**Your instructions:** Rewrite the listing below, substituting "provide" for every occurrence of "supply" and changing nothing else.

* START Provided material *

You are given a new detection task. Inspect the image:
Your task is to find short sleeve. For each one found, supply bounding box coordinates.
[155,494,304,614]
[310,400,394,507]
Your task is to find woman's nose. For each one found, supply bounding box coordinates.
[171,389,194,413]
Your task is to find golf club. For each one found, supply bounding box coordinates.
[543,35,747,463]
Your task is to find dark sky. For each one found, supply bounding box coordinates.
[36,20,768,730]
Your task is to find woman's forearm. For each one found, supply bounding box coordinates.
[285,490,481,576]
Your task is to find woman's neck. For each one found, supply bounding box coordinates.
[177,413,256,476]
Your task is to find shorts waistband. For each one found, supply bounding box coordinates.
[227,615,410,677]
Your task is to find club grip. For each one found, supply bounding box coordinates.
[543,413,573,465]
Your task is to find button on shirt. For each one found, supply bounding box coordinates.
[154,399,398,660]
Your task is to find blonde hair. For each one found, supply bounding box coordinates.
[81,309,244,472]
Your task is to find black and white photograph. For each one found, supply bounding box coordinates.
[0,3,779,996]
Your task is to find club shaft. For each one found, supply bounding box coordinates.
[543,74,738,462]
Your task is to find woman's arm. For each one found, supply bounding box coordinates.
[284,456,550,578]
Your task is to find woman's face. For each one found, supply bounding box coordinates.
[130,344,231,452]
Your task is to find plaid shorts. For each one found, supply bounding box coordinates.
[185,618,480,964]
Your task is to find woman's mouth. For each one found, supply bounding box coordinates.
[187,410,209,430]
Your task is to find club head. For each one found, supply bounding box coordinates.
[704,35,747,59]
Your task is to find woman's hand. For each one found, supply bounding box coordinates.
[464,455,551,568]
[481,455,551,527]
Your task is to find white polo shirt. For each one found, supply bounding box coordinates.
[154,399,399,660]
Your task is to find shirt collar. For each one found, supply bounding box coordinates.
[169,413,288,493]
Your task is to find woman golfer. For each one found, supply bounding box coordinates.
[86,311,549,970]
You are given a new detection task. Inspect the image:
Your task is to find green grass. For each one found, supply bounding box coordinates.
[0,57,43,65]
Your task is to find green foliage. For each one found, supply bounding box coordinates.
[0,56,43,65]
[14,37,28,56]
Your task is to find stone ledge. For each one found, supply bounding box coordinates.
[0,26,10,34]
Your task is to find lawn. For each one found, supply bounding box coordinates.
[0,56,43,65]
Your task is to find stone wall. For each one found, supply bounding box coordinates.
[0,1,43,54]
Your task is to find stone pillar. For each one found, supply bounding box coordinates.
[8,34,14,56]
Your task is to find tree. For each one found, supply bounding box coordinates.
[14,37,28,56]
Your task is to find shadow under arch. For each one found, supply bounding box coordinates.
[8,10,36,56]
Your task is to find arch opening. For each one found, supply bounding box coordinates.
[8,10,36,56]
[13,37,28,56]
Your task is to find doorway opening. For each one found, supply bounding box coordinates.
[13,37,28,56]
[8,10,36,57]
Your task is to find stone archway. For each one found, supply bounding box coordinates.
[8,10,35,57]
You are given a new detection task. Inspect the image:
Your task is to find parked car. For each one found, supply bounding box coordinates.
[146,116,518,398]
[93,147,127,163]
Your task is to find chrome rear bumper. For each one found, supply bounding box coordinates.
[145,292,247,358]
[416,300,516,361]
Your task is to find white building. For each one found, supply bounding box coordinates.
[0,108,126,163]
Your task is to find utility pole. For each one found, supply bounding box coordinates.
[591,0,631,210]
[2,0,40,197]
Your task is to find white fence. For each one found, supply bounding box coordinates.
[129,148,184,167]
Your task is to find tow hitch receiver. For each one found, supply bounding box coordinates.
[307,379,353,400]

* END Provided material *

**Complete output:**
You are given a new detection task. Inspect the image:
Your task is to find short sleeve. For each one found, provide bounding box coordinates.
[155,494,304,614]
[310,400,394,507]
Your task is to find woman's nose. For each one found, provide bounding box coordinates.
[171,389,194,413]
Your task is to find golf club. For each one found, provide bounding box coordinates.
[543,35,747,463]
Your task is to find dark sky. For each one found, provide bounding box coordinates.
[36,20,768,730]
Your task is to find woman's forearm. For each one found, provide bounding box coordinates.
[285,490,481,576]
Your task is to find woman's neck. For each one found, provide bounding box coordinates.
[177,413,256,476]
Your task is to find shorts waistband. For each one found, provide bounding box coordinates.
[227,615,410,677]
Your task is to find club grip. For each one found, provide bounding box coordinates.
[543,413,573,465]
Your task is to find button on shirt. For each one found, provide bounding box coordinates.
[154,399,398,660]
Your task is to find blonde hair. For each one found, provide bounding box coordinates.
[81,309,244,472]
Your task is to find black and white photograph. For each one found, provide bounding box coordinates.
[0,3,779,996]
Your task is to find club shaft. For each one found, provide bounding box coordinates.
[543,74,738,462]
Your task is to find woman's arm. For each one found, provide bounding box coordinates.
[284,456,550,578]
Your task is to find woman's face. For each one found, provide bounding box coordinates.
[130,344,231,452]
Your task is to find plaid shorts. For each one found, provide bounding box coordinates.
[185,618,480,964]
Your task is to find woman's mouth. For each one found, provide bounding box coordinates.
[187,410,209,430]
Your task is to find club head. For each one found, provide bounding box coordinates.
[704,35,747,59]
Your task is to find woman's hand. For each one found, provide bounding box coordinates.
[464,455,551,568]
[481,455,551,527]
Your task is to find white polo shirt. For each one found, provide bounding box coordinates.
[154,399,399,660]
Your task is to find shirt collar. For each one found, provide bounding box coordinates.
[169,413,288,493]
Your task is to find woman golfer. For each one found, provide bounding box coordinates.
[86,311,549,970]
You are given a new detection task. Inspect the image:
Your task is to find green grass. For each one found, provide bounding box coordinates.
[0,57,43,65]
Your task is to find green foliage. For each one found, provide bounding box coordinates.
[0,56,43,65]
[14,37,28,56]
Your task is to find stone ledge. For each one found, provide bounding box coordinates.
[0,26,10,34]
Your task is to find lawn. For each one found, provide bounding box coordinates.
[0,56,43,65]
Your task is to find stone wall. For each one found, provide bounding box coordinates.
[0,1,43,54]
Your task is to find stone pillar. For each one found, provide bounding box coordinates.
[8,34,14,56]
Your task is to find tree. For each one found, provide bounding box coordinates.
[14,37,28,56]
Your task is to find shadow under arch. For each one found, provide bounding box coordinates.
[8,10,36,56]
Your task is to find arch opening. For each one found, provide bounding box coordinates.
[8,10,36,56]
[13,37,28,56]
Your task is to find doorway opening. For each one found, provide bounding box coordinates.
[13,37,28,56]
[8,10,36,57]
Your task is to find stone archway. For each one found, provide bounding box coordinates.
[8,10,35,57]
You are given a new detection task. Inspect the image:
Your task is to find parked car. For each one found, provide bounding box coordinates.
[146,116,518,398]
[93,147,127,163]
Your task is to find chrome rear bumper. For each one found, provide bounding box coordinates.
[145,292,247,358]
[416,300,516,361]
Your task is to find white building. For each one found, provide bounding box coordinates.
[0,108,126,163]
Your task is to find utility pole. For each one found, provide bounding box coordinates.
[591,0,631,210]
[2,0,40,197]
Your task is to find white fence. For each one found, provide bounding box coordinates.
[129,148,184,167]
Your task is to find tow hitch receiver. For each one found, provide bounding box coordinates.
[307,379,353,400]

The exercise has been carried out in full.